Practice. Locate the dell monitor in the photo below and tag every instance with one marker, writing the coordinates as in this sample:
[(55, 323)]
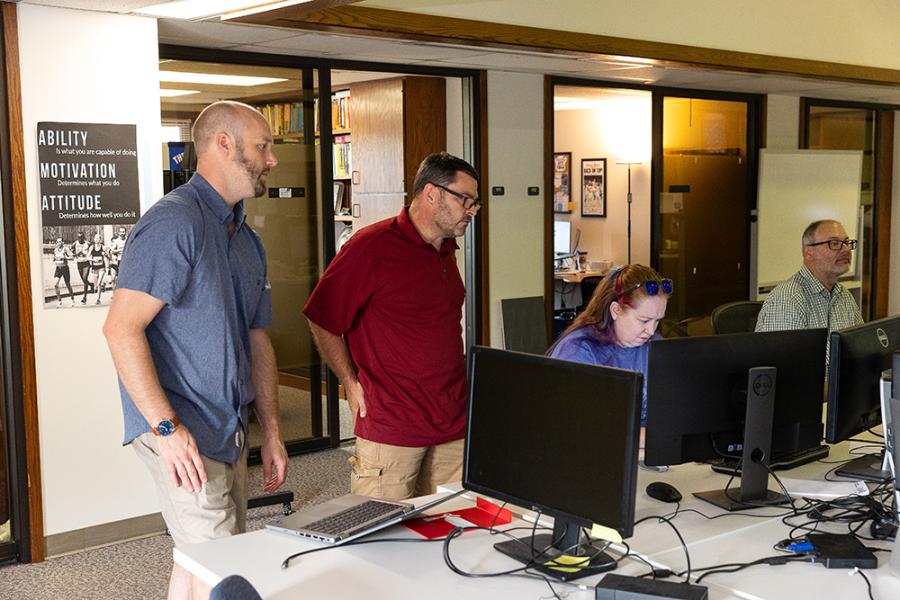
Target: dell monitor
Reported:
[(699, 390), (859, 356), (560, 438)]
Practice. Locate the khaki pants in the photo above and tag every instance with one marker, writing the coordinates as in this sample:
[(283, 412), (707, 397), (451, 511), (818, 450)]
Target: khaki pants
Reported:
[(398, 472), (218, 510)]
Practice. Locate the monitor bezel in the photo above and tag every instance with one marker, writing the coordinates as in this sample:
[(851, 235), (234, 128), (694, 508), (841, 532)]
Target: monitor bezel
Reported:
[(625, 520)]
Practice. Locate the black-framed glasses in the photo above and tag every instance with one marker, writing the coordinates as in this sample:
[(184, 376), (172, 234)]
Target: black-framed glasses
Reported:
[(837, 244), (468, 202), (652, 287)]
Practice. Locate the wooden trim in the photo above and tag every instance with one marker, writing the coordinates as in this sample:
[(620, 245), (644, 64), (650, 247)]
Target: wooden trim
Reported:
[(884, 184), (23, 269), (484, 191), (549, 287), (402, 25)]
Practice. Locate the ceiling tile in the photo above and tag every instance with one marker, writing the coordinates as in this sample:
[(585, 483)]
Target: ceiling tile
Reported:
[(208, 33)]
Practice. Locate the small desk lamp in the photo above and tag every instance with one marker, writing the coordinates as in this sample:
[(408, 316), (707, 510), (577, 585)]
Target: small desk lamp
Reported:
[(629, 162)]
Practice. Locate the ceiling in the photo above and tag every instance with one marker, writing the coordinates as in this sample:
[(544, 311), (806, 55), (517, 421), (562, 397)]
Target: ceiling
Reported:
[(275, 40)]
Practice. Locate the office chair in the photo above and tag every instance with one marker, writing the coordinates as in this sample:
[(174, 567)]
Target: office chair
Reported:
[(735, 317), (234, 587), (524, 324)]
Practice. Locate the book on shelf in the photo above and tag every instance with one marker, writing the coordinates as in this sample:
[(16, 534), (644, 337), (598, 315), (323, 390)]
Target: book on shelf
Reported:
[(340, 112), (284, 118), (341, 155)]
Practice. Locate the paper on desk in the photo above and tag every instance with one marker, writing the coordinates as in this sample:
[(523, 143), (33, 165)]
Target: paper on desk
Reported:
[(599, 532), (824, 490)]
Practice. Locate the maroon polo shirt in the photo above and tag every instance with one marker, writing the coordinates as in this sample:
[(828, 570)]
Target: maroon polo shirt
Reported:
[(398, 302)]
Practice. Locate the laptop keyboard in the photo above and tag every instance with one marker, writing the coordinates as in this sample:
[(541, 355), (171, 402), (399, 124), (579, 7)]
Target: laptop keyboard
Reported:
[(352, 517)]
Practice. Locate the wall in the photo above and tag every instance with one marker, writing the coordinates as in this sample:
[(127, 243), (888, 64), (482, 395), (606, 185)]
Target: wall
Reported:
[(601, 132), (80, 66), (856, 31), (515, 161), (782, 122)]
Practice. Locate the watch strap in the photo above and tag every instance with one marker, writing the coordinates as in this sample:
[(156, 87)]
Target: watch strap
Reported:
[(175, 423)]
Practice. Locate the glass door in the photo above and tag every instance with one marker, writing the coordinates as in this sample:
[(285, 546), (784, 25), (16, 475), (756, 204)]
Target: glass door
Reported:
[(702, 236)]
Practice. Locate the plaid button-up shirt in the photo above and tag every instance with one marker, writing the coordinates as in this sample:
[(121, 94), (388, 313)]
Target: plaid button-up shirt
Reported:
[(802, 302)]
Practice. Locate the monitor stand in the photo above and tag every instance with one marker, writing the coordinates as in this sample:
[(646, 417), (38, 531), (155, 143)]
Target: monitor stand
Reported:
[(575, 554), (754, 490), (874, 467)]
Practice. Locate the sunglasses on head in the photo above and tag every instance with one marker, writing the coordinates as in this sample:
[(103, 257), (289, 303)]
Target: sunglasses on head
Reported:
[(651, 287)]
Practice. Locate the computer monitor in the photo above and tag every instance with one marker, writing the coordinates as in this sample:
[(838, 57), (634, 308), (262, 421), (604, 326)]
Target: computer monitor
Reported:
[(697, 400), (858, 357), (562, 237), (558, 437)]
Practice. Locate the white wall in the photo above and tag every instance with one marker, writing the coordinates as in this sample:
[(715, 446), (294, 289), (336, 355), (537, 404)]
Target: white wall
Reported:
[(80, 66), (856, 32), (515, 161), (602, 132)]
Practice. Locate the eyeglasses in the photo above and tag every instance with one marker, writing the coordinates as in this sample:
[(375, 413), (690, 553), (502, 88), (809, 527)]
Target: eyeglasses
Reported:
[(836, 244), (468, 202), (652, 287)]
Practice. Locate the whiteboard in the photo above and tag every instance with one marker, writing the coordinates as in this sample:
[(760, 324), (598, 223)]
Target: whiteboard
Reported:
[(797, 187)]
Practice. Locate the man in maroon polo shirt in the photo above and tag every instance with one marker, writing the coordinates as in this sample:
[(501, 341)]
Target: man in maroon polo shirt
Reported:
[(387, 318)]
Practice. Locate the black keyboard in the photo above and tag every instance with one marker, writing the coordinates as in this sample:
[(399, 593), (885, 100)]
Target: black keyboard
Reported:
[(779, 463), (352, 517)]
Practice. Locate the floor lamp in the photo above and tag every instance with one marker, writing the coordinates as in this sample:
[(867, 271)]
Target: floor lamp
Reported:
[(629, 163)]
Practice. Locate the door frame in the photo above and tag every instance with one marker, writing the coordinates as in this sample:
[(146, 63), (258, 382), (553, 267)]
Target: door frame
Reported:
[(882, 185), (755, 128), (755, 139)]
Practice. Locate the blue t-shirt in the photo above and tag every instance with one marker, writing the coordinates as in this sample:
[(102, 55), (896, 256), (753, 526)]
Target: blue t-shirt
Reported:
[(587, 345), (215, 289)]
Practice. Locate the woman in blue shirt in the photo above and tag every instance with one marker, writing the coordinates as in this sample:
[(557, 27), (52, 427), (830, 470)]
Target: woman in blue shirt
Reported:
[(619, 321)]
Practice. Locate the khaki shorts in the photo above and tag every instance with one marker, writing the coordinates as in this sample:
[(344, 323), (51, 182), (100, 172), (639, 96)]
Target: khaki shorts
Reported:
[(398, 472), (218, 510)]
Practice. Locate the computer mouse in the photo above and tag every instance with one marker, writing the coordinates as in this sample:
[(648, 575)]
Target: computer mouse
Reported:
[(664, 492)]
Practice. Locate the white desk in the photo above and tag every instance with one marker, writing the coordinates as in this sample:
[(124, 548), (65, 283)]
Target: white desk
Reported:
[(417, 570)]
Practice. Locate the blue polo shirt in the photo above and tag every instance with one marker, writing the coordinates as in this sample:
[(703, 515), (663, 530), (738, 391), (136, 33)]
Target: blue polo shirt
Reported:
[(215, 289)]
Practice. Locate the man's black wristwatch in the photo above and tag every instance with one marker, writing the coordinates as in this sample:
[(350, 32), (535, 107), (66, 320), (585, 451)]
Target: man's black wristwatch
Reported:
[(166, 427)]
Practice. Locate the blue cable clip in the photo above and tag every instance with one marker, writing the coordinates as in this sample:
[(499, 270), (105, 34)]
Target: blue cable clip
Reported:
[(800, 547)]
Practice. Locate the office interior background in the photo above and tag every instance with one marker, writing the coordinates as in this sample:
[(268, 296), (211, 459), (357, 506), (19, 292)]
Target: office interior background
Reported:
[(683, 93)]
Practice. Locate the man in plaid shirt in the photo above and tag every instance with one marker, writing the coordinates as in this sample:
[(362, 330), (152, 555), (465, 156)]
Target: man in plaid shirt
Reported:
[(812, 297)]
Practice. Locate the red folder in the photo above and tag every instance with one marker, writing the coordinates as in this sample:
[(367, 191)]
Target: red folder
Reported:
[(483, 514)]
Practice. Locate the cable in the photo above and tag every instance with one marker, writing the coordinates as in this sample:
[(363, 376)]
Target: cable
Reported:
[(687, 555), (286, 561), (735, 567), (856, 571)]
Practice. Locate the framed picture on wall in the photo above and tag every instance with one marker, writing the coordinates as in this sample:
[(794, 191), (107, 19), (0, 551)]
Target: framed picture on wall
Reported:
[(593, 187), (562, 182)]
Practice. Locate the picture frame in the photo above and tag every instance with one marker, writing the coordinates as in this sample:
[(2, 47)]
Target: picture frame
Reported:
[(562, 182), (593, 187)]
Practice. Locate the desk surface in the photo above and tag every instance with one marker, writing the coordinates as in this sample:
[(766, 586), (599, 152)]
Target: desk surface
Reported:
[(417, 570), (576, 276)]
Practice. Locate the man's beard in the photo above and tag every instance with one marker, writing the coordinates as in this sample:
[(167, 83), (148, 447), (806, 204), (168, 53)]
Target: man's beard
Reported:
[(259, 186)]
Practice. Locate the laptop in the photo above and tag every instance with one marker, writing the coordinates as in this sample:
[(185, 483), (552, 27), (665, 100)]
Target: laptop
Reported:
[(350, 516)]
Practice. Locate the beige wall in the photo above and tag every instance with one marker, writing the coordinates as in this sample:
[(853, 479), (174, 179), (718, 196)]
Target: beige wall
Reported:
[(602, 132), (835, 31), (515, 161), (88, 478)]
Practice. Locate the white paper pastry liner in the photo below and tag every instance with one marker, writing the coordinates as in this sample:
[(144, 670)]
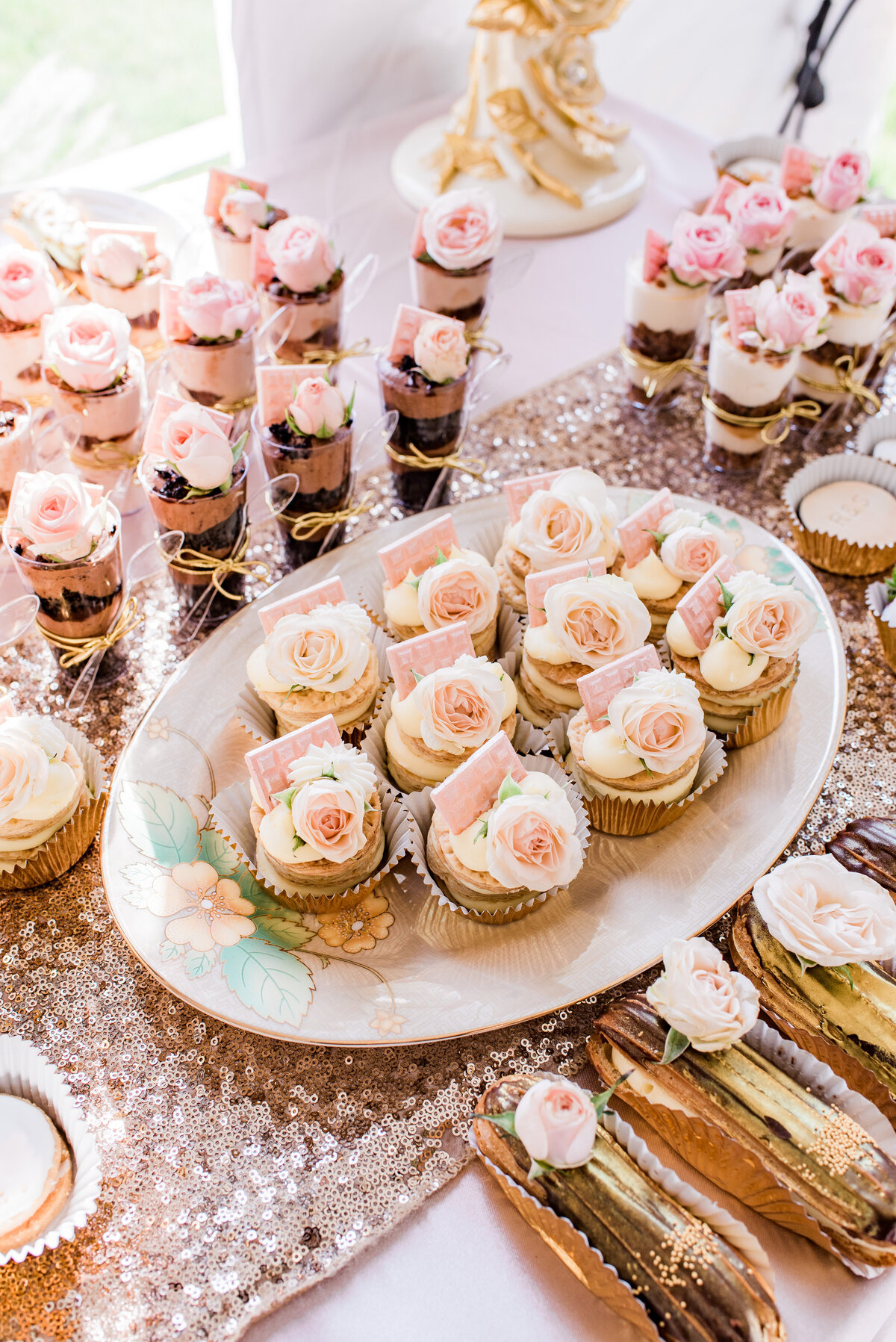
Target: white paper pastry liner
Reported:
[(259, 720), (26, 1072), (72, 839), (421, 808), (230, 816)]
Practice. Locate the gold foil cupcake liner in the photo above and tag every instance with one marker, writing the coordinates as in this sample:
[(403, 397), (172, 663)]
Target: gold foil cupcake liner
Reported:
[(72, 840), (230, 816), (735, 1170), (830, 552), (588, 1264)]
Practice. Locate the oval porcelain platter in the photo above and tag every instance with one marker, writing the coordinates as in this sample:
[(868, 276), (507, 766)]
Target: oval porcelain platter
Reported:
[(404, 968)]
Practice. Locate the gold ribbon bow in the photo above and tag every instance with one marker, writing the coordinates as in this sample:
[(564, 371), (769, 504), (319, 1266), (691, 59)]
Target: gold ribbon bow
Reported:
[(308, 524), (74, 651), (796, 409)]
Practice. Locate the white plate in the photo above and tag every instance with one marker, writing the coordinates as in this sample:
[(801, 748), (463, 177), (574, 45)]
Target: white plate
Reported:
[(436, 975)]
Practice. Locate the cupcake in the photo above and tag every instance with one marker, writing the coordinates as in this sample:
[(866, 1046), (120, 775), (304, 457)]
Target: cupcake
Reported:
[(447, 702), (737, 635), (317, 658), (122, 269), (579, 619), (432, 583), (424, 377), (665, 549), (234, 207), (500, 835), (208, 325), (454, 244), (556, 518), (27, 294), (296, 271)]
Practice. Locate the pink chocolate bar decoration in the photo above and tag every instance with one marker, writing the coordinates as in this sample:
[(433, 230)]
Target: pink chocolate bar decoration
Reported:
[(600, 687), (537, 584), (635, 530), (329, 592), (703, 603), (473, 788), (269, 765), (517, 491), (427, 653), (656, 252), (419, 550)]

#####

### Your instructions
Reproduce every line above containing "surface".

### Completed exercise
Practice. Locate the desk surface in the photo above and tag every instance with one marker, writing the coordinates as in this sample:
Target: desk surface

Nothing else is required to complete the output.